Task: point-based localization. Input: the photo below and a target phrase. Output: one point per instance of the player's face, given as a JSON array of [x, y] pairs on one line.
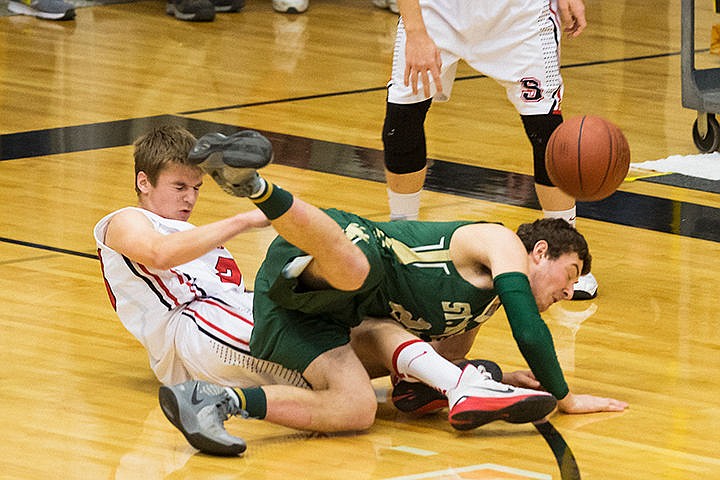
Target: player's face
[[175, 192], [552, 280]]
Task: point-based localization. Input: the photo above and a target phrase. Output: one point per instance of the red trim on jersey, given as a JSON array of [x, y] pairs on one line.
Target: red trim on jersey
[[111, 295], [225, 309], [216, 328]]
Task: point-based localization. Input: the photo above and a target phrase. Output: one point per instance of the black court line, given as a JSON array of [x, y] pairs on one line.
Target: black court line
[[47, 247], [458, 79], [623, 208]]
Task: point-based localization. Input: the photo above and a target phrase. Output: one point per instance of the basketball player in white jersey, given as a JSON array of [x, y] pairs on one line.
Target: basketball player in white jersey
[[181, 294], [515, 42]]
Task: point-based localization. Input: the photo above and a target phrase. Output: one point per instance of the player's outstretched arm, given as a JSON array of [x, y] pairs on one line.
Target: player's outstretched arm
[[422, 56], [589, 404]]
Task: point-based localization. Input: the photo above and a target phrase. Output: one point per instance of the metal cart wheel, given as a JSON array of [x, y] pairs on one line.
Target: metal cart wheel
[[710, 141]]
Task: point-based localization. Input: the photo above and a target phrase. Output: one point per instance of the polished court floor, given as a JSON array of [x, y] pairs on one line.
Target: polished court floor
[[79, 398]]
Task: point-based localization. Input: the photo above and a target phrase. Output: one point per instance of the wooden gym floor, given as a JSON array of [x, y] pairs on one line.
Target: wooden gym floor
[[79, 400]]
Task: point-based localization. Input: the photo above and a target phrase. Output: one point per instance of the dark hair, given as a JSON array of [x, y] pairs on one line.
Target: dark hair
[[161, 147], [560, 236]]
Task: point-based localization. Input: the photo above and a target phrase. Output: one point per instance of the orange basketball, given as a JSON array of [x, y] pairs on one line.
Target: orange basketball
[[587, 157]]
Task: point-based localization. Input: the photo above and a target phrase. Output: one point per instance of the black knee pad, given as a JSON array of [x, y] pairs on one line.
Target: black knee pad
[[538, 129], [404, 137]]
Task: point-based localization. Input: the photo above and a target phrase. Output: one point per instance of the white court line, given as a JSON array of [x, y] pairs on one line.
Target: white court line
[[453, 472], [705, 166]]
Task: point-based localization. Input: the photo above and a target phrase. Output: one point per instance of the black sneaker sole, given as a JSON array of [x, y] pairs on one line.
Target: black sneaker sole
[[252, 150], [527, 410], [171, 409]]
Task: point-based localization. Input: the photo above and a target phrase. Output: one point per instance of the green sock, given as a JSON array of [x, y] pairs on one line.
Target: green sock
[[253, 401], [273, 201]]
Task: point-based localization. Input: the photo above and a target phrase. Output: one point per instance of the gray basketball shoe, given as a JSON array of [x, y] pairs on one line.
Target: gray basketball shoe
[[232, 160], [199, 409]]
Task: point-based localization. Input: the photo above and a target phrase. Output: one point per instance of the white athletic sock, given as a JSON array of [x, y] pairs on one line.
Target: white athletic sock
[[567, 215], [404, 206], [419, 361]]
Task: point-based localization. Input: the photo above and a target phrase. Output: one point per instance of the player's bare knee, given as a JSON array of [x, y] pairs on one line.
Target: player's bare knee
[[363, 411]]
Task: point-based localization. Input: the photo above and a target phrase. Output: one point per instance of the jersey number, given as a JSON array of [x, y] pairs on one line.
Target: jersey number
[[228, 271]]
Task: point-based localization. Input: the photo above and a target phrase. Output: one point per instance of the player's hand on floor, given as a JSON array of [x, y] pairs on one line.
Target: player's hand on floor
[[590, 404], [522, 378]]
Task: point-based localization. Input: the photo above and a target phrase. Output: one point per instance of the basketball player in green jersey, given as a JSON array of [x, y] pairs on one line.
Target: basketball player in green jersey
[[332, 271]]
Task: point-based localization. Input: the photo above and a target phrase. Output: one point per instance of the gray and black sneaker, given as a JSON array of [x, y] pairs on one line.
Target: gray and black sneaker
[[199, 410], [232, 160], [191, 10], [45, 9]]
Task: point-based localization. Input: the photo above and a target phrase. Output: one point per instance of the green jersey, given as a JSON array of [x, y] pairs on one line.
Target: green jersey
[[411, 280]]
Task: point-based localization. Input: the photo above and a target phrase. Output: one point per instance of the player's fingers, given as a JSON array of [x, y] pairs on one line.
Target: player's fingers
[[426, 83]]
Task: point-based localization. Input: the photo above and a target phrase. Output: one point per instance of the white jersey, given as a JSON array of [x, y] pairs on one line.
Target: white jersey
[[194, 320], [515, 42]]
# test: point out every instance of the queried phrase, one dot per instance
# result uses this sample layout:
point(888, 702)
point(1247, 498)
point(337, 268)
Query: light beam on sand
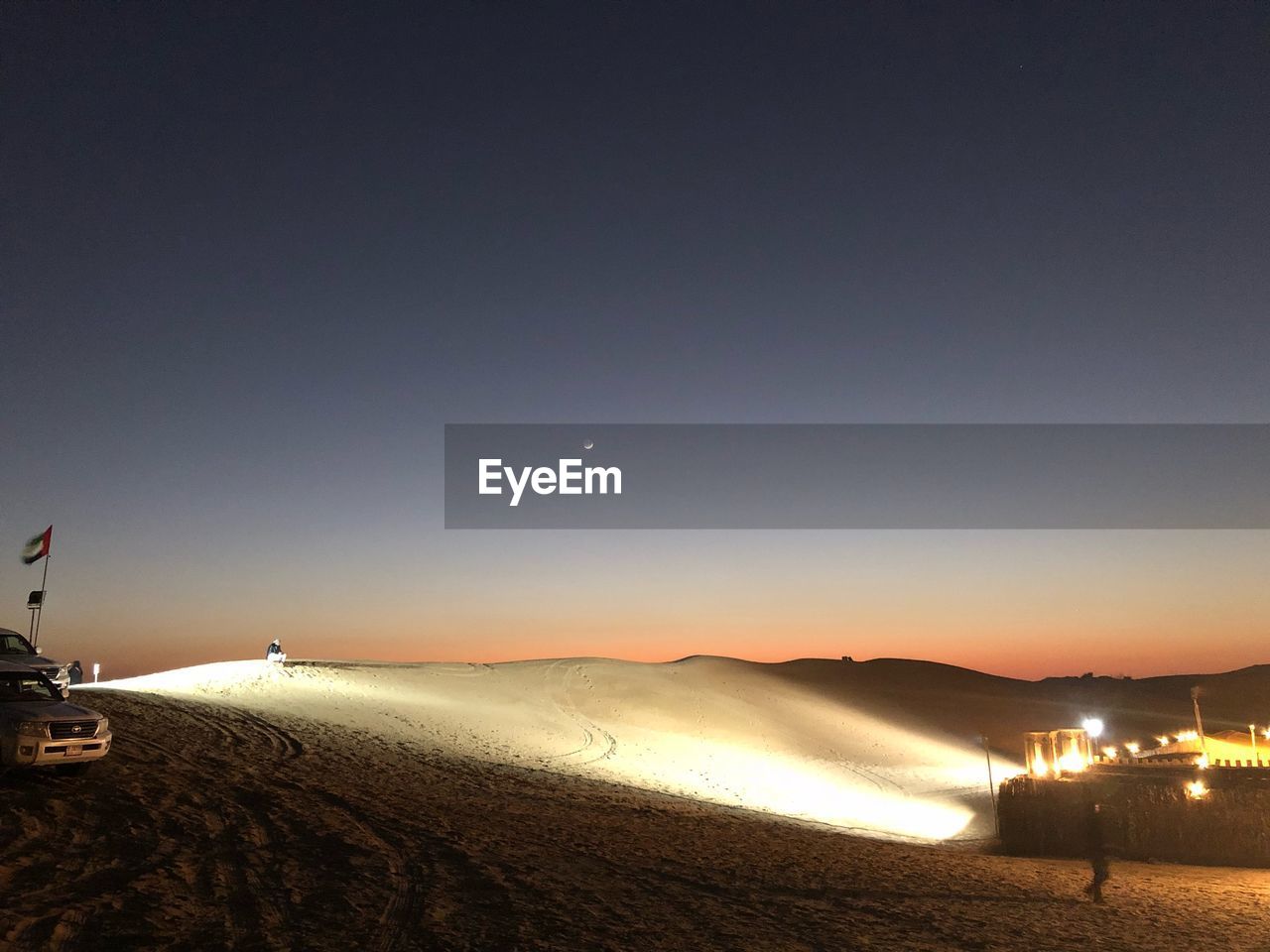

_ _ _

## PROBLEM
Would you please write out the entries in full, exactly as they read, but without pictures?

## RESULT FOR THIS TASK
Task: point-based localization. Input: the photo below and a target phrase. Output: one point per instance of the player's face, given as a JSON array of [x, y] pairs on one line.
Target: player's face
[[175, 192], [552, 280]]
Task: point-based localization. Input: the photo above and a target phrase. Output: one point per instance of the red trim on jersey, given as a JSON array of [x, y] pairs on one line.
Target: red trim on jersey
[[111, 295], [225, 309], [216, 328]]
Task: point-based localization. Input: the photo above and a target phrase. Output: one point per instance of the black court line, given as a JSON array of [x, y] pairs on one line.
Target: black court line
[[47, 247], [458, 79], [623, 208]]
Task: point-based localization. Input: the photo above and a target phrase. Output: one point per instance of the basketball player in white jersey, given as a JSON array of [x, y] pairs on one line.
Target: basketball player in white jersey
[[181, 294], [515, 42]]
Task: point-based localization. Input: the photo above and a target phrase. Output: one point per instance of the player's outstretched arm, given as a JSON array of [x, y] pairs on one line.
Target: player's outstretched arm
[[422, 56], [589, 404]]
Task: point-based localization. Input: the photo above and a target phrase. Output: one point per instance of the metal cart wheel, given as a JSON array of [x, y] pairs on one line.
Target: metal cart wheel
[[710, 141]]
Task: point-based localization. Input: the photo above and a target phrase. Output: one point per instance of the polished court floor, given as a JSON array of [x, y] pairs on one line.
Target: polished court floor
[[79, 398]]
Task: point-based localization. Input: the photo above and a target phrase. Output: one point per instance of the wooden gym floor, given as a JSON array of [x, y] pairs on one line.
Target: wooden gym floor
[[79, 400]]
Task: point-based localization. Input: the photo above and a target phrase. Output: one point per instance of the dark hair, given as a JSON array of [x, y] pairs on one line.
Target: dark hair
[[161, 147], [560, 236]]
Task: point-based localization. Input: the photo above and a target phrase. Output: one point per instance of the orange basketball, given as a JSON array of [x, y] pairs on one line.
Target: orange basketball
[[587, 157]]
Task: point-based localization. Input: the photo above and a target phrase. Output: one point per instance of the black knee pad, given as a JSON array of [x, y] pairs on one line.
Target: black knee pad
[[538, 129], [404, 137]]
Task: point-based localization. Input: the photo above and a target phrase. Output: one point per instance of the white court line, given as a JSON array of [x, y] pairs on one line.
Target: white court line
[[453, 472], [705, 166]]
Task: point-based localization. Input: the photo above and a target phrase. Output: one point per instance of the black sneaker sole, given as a JSON array of [x, y] pairs on one line.
Target: black sneaker sole
[[252, 150], [527, 410], [171, 409]]
Task: point-based localization. Input: the photo above and a target phrase. Output: one point per instance of the green sock, given as a JSON array of [x, y] pairs on one line.
Target: green sock
[[253, 401], [273, 201]]
Task: point-based localization. Input: the photo above and a target phrase. Output: one point per instance of the gray basketball shoe, given as a JSON array of [x, y] pairs on one line.
Target: gray basketball shoe
[[232, 160], [199, 409]]
Task: point-based localization. Input: the photo above and a target phrase. Output: one point per instance of the white athletic sock, given as a JSON array of [x, y] pairs on one line.
Target: white athletic sock
[[567, 215], [404, 206], [419, 361]]
Task: point-based localization. Input: the photo above and a target phrase. Output: one point per instance of the player's bare knee, given as a JSON array of [x, y] pairs on one line.
Target: player's bare knee
[[363, 411]]
Task: point-based localization. Input: the photo above and a target phrase. Output: one point per instance of the jersey number, given as a JSON array of [x, y] pairs on one line.
Target: jersey number
[[228, 271]]
Task: point-based localization. Input: the photo above and a target phrase. Output: one point per instance of the player's hand on floor, given as a JSON array of [x, y] pairs on one line.
Target: player's hand on floor
[[590, 404], [522, 378]]
Task: point-based localization. Input: the photo above and a target phrase. Output: one point per instance of the basketball player in green jersey, given as a JSON array of [x, y] pairs on one line.
Target: basketball player in green jersey
[[332, 271]]
Task: point-based localization. Input: the photo above and a target phrase. Output: one point per instance of the gray and black sneaker, given as a JSON array of [x, y] pairs on one line.
Target: gray and black sneaker
[[199, 410], [232, 160], [191, 10], [45, 9]]
Task: point-based localization. Input: the photo above and a target phrase. Output: one point per instance of the green jersey, given as a JSON array of [x, y] pairs on one line.
Target: green jersey
[[411, 280]]
Task: point-based localization. Input: the photo above and a target phrase. Output: one point per instance of the player's fingers, given as a JSON array of [x, y] pairs on one line.
Target: player's fingers
[[426, 83]]
Task: point-based localization. Input: the photo above and a target phrase. Output: one point per instance of the white jersey, given as a JSON array of [x, y] pairs on one line.
Target: white jersey
[[194, 320], [515, 42]]
# test: point out every instance of the queried phrase, one dot per instance
# result uses this sample layout:
point(888, 702)
point(1247, 498)
point(337, 268)
Query: light beam on sand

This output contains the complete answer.